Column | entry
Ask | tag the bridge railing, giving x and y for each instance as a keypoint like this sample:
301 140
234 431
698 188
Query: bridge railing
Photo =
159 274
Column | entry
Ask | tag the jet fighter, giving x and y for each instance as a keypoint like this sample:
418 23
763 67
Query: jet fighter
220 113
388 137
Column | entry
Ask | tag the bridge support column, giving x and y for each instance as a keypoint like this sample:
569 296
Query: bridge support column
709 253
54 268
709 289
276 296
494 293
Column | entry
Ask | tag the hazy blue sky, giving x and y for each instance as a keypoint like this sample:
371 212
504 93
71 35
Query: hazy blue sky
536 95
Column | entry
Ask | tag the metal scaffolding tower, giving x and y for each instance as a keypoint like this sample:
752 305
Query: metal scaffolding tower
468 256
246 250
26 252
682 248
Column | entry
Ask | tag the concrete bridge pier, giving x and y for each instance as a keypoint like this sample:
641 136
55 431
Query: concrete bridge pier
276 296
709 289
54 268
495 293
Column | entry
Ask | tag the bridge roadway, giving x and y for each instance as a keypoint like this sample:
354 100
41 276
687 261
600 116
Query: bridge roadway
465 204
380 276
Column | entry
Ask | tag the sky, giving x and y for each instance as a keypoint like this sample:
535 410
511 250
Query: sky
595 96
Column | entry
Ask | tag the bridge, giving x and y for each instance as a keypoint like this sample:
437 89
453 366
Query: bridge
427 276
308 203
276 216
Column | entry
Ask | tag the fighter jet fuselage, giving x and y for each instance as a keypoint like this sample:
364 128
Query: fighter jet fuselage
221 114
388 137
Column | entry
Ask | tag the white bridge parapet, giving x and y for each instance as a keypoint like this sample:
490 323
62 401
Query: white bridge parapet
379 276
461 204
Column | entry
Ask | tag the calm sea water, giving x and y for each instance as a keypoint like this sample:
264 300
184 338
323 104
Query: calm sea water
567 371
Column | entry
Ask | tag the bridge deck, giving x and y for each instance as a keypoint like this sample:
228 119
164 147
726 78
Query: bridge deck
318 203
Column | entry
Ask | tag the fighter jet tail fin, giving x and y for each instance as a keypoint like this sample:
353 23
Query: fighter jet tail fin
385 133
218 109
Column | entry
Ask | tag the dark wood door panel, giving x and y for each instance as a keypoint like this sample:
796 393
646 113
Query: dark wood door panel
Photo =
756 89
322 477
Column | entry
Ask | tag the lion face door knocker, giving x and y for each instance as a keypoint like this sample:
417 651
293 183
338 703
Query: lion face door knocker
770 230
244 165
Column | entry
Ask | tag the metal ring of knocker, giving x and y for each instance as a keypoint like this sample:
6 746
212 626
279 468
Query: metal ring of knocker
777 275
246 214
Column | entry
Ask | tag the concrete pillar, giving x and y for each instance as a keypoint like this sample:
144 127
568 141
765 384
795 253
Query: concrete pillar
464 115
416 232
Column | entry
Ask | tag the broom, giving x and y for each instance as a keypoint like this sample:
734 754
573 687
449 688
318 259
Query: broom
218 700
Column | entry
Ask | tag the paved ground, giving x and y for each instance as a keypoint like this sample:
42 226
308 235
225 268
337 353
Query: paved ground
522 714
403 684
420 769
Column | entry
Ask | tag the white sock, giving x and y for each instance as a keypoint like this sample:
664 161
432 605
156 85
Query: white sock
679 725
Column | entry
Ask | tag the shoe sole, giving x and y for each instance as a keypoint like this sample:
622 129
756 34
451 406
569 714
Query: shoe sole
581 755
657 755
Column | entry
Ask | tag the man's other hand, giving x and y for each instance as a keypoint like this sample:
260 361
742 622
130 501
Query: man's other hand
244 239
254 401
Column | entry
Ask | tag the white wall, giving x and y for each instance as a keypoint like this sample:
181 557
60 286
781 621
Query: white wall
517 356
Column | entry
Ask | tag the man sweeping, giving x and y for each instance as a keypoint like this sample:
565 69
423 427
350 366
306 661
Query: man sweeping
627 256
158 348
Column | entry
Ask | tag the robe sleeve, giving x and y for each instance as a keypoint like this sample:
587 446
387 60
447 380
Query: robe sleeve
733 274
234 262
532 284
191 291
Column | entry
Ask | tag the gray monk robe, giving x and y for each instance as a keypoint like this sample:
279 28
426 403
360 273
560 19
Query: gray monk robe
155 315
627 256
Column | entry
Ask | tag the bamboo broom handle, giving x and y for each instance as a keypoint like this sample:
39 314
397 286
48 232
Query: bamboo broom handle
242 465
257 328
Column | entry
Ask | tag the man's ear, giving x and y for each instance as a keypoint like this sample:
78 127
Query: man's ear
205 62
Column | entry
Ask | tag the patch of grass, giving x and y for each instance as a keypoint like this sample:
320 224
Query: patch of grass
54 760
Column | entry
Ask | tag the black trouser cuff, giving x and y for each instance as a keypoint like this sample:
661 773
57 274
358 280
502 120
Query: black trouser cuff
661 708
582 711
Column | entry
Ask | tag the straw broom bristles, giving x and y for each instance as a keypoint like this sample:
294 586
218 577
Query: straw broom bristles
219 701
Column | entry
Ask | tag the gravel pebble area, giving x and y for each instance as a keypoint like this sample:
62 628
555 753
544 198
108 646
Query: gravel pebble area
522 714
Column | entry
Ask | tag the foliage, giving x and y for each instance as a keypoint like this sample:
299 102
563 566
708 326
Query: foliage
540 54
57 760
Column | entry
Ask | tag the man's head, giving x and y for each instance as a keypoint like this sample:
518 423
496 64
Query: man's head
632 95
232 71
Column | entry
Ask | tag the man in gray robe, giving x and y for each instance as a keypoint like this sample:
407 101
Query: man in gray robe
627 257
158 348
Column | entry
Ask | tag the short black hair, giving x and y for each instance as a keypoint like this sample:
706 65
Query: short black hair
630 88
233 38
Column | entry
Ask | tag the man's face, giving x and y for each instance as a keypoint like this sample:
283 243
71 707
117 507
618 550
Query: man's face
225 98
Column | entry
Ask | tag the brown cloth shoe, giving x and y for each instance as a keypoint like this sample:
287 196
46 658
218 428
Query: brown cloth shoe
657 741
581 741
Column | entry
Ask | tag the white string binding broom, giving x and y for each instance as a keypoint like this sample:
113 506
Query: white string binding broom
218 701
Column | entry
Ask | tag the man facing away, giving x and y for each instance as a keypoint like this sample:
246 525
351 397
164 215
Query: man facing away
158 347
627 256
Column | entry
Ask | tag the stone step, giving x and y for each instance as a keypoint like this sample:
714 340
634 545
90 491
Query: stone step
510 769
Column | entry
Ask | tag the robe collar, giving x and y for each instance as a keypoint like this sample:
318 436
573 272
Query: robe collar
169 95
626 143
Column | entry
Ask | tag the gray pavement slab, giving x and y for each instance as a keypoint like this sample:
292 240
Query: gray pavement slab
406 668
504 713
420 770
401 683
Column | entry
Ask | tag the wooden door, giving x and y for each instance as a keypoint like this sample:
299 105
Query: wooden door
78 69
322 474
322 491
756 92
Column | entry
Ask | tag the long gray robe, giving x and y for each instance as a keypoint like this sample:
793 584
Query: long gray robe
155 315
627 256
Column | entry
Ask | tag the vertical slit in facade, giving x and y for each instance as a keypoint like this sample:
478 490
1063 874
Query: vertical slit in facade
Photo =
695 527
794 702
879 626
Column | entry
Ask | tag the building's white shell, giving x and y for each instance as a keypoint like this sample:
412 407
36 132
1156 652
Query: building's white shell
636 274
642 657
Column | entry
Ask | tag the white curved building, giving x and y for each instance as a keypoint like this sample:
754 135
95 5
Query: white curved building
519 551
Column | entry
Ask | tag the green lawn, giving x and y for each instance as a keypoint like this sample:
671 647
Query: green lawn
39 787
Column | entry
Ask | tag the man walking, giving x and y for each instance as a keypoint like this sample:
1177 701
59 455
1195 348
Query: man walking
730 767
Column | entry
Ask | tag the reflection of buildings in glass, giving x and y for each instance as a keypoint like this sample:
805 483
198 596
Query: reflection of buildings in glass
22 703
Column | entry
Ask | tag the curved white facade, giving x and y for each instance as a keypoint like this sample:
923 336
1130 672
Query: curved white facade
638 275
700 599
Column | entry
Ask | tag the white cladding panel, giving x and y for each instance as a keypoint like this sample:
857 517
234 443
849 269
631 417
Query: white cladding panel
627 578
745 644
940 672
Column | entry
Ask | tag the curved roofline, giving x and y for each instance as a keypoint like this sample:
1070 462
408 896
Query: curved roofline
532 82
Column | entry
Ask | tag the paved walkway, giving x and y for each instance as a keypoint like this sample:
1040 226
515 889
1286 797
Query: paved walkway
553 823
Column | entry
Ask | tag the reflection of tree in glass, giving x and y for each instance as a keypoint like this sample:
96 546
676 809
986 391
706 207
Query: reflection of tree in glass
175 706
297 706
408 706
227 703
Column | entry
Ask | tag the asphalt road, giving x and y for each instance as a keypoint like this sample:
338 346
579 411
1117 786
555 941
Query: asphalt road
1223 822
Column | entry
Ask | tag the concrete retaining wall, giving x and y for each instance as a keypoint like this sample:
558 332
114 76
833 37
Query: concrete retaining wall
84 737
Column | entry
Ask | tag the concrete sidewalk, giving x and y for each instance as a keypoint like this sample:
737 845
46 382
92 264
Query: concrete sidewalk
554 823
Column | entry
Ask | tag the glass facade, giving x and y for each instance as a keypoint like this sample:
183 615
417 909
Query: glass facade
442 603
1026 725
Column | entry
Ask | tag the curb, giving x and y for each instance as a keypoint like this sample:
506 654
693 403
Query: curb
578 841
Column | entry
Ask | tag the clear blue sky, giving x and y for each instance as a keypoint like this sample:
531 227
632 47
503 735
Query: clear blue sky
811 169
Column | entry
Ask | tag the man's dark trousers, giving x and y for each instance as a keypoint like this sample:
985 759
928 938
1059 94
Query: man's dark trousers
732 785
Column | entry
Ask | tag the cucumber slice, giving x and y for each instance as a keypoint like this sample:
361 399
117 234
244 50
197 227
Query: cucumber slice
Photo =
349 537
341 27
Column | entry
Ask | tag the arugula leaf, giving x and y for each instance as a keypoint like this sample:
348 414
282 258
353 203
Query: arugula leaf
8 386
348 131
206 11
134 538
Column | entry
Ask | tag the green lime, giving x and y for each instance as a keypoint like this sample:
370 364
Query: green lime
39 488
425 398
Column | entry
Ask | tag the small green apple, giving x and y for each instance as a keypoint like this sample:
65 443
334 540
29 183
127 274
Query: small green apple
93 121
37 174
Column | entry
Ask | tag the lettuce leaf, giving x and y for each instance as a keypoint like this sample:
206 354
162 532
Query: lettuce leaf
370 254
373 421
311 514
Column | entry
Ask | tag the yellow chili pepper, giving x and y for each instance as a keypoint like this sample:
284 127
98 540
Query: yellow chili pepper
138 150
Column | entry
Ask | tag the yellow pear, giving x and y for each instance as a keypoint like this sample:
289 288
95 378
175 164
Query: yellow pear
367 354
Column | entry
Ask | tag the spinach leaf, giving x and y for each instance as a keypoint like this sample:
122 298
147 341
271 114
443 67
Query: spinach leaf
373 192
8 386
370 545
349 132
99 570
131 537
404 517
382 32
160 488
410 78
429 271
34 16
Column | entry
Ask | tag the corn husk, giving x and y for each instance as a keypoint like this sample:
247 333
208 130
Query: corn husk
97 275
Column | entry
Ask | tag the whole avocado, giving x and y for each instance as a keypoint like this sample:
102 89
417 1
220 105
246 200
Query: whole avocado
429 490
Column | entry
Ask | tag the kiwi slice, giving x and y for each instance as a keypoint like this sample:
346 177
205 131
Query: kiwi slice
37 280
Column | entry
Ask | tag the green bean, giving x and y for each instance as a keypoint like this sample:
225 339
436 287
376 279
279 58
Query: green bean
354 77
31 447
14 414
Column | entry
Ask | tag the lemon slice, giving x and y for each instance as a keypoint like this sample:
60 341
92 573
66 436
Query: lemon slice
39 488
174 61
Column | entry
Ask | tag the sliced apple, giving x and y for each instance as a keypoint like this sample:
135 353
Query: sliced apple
....................
• **WHAT THE EXERCISE ASKS**: Copy each line of the preceding material that contains "cucumber".

• **TASK ANSWER**:
Ask | tag the cucumber slice, giving x and y for each instance as a keypoint like this sample:
Query: cucumber slice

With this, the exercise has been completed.